» Data section
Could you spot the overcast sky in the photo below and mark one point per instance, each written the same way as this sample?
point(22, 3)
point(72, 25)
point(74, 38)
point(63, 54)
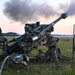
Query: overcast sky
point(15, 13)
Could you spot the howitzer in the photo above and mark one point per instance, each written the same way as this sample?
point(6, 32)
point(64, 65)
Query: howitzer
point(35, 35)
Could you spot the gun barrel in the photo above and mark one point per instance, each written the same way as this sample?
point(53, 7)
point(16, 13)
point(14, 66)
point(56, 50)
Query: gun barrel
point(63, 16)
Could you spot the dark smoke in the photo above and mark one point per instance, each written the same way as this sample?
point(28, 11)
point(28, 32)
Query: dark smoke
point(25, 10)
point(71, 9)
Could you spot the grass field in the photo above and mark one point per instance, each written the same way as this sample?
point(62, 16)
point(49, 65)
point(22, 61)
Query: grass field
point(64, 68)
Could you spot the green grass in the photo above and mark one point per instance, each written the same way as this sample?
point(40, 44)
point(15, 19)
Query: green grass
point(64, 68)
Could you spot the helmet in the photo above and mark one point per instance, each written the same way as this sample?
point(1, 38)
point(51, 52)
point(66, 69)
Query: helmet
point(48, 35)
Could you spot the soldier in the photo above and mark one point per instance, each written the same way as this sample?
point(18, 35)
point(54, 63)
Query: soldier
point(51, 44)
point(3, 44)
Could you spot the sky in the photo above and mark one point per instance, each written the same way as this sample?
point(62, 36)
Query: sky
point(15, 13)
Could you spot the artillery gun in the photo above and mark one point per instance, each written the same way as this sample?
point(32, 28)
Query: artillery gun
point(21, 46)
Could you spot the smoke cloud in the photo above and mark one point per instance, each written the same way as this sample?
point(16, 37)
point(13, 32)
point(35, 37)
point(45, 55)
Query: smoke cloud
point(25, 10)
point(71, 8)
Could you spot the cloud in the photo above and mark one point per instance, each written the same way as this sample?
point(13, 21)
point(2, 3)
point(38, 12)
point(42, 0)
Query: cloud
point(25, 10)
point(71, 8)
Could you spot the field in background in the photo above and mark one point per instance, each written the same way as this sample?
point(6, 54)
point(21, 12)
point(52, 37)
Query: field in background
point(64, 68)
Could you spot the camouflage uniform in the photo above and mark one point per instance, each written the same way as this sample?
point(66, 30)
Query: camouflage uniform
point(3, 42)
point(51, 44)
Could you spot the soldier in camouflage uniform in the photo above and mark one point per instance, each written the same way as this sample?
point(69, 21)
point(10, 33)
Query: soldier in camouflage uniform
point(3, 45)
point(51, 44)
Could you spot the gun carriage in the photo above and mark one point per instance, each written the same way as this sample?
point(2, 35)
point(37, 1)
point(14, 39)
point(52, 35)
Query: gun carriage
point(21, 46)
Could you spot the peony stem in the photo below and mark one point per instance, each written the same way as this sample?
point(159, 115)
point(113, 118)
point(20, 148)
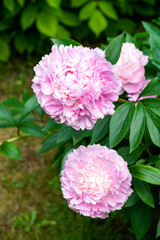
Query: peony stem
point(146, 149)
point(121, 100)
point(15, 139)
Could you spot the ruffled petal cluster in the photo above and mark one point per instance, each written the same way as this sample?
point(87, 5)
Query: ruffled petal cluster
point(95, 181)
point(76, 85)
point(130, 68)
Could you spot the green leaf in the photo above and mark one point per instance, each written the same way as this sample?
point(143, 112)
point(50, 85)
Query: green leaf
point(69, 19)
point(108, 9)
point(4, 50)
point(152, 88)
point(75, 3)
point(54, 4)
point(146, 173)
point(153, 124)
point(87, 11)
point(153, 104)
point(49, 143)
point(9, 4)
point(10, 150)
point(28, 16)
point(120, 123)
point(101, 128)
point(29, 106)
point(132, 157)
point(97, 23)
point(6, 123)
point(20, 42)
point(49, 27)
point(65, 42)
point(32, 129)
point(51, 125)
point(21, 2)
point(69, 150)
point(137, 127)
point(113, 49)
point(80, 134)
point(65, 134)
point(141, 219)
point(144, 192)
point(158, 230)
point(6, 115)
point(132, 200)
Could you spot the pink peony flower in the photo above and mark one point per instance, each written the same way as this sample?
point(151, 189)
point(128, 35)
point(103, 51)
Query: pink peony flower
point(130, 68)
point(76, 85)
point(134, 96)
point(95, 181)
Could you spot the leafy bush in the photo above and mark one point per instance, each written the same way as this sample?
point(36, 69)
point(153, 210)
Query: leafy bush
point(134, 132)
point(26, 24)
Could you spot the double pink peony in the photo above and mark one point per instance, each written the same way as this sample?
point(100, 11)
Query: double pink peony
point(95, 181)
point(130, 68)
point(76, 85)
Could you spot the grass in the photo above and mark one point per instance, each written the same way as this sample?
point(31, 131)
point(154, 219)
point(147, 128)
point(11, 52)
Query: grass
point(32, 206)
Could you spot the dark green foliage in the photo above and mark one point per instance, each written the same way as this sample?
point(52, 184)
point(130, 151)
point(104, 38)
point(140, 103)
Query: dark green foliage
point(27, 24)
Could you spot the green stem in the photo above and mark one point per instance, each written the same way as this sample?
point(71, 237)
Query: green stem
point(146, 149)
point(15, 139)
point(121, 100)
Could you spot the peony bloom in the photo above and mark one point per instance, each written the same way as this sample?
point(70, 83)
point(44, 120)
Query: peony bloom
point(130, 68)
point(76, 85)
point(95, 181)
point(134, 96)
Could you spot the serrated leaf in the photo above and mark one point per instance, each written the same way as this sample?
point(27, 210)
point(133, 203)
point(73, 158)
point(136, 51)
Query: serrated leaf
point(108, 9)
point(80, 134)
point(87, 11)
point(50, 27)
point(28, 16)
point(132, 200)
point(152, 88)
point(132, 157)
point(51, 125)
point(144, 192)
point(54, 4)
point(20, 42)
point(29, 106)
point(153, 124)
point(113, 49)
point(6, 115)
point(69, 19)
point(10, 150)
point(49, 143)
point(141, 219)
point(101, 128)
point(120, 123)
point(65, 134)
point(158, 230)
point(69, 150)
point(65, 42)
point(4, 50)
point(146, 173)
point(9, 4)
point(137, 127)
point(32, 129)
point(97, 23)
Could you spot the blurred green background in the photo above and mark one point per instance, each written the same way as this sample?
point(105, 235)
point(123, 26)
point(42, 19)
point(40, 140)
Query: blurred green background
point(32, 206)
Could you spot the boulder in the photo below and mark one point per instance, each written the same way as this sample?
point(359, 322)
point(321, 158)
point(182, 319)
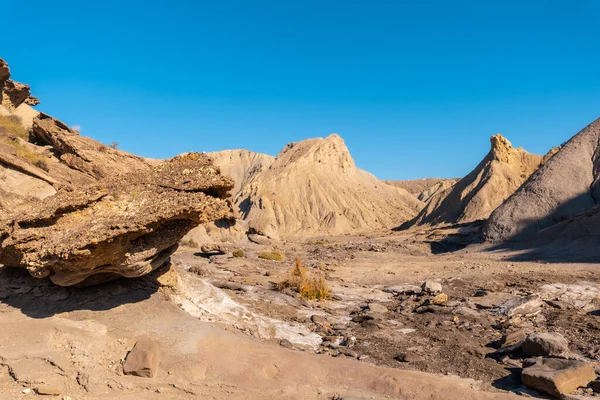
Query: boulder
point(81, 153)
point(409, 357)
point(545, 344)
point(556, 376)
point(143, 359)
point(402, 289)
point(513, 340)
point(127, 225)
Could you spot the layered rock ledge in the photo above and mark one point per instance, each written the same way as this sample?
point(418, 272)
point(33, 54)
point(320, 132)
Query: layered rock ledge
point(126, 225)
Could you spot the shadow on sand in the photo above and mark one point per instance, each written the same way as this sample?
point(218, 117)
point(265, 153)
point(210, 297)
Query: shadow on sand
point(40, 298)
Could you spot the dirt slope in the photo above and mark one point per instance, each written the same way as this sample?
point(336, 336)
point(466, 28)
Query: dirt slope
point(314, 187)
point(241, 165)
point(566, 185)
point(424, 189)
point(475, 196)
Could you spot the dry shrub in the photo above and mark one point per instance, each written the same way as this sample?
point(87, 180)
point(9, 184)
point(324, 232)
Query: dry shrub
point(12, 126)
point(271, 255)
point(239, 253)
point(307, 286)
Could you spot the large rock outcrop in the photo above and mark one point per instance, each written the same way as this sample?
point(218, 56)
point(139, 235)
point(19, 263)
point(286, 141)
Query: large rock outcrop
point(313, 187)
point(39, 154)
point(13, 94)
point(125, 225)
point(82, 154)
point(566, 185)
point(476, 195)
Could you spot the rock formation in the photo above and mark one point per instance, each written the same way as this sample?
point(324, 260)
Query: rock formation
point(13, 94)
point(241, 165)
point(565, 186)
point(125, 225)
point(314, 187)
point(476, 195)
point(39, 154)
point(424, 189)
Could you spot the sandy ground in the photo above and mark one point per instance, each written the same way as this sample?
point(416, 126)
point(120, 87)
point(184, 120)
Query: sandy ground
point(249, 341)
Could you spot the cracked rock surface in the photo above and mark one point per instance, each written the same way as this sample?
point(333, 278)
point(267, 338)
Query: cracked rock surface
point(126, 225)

...

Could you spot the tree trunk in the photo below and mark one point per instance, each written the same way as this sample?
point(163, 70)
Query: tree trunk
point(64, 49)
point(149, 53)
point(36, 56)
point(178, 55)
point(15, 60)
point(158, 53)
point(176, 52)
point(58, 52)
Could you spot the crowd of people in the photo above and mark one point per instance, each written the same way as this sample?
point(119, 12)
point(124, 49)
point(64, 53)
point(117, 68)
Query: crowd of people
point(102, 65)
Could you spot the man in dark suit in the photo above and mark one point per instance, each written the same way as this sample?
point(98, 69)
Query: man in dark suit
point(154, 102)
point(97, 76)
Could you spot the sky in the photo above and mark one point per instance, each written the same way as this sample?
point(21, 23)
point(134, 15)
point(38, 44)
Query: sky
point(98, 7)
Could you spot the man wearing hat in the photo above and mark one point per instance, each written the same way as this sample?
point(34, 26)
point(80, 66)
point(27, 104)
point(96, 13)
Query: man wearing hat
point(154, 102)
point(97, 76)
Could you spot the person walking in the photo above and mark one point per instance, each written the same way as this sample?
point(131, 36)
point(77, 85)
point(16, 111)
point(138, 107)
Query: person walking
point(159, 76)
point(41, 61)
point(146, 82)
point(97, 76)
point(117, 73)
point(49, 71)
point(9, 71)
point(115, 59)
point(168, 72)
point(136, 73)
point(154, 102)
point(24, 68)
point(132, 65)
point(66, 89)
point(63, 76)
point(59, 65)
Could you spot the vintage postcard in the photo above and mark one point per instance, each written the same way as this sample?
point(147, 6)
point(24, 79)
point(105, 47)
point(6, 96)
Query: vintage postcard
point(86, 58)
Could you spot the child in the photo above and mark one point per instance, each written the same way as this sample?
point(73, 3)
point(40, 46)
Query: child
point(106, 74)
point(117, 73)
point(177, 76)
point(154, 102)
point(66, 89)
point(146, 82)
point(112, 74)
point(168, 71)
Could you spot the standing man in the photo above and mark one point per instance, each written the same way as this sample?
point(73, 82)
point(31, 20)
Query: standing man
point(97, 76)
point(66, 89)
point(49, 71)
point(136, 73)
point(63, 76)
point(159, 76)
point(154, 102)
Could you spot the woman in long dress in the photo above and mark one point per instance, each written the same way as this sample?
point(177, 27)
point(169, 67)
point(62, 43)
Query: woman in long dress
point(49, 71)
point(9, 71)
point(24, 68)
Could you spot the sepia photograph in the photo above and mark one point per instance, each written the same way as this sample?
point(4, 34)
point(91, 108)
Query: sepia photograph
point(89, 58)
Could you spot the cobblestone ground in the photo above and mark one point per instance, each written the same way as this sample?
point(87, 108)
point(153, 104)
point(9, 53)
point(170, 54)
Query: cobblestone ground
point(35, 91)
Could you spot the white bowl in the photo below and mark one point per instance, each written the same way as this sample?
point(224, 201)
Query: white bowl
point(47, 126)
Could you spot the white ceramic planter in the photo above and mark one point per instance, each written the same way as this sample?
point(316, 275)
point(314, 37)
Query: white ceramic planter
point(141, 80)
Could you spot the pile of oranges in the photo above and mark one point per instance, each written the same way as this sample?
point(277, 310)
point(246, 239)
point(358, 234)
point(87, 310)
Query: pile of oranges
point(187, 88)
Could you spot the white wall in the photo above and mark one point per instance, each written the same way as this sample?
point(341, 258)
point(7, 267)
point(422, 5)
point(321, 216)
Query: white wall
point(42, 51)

» Written instruction
Extract every line of the items above that contains the string "field", copying each line without changes.

» Exercise solution
Could you spot the grass field in the photo above and mark one point per instance, each written the same way as this sample?
Query: grass field
Could you spot the field in background in the photo above and mark one point per instance, each written the same way as this sample?
Query: field in background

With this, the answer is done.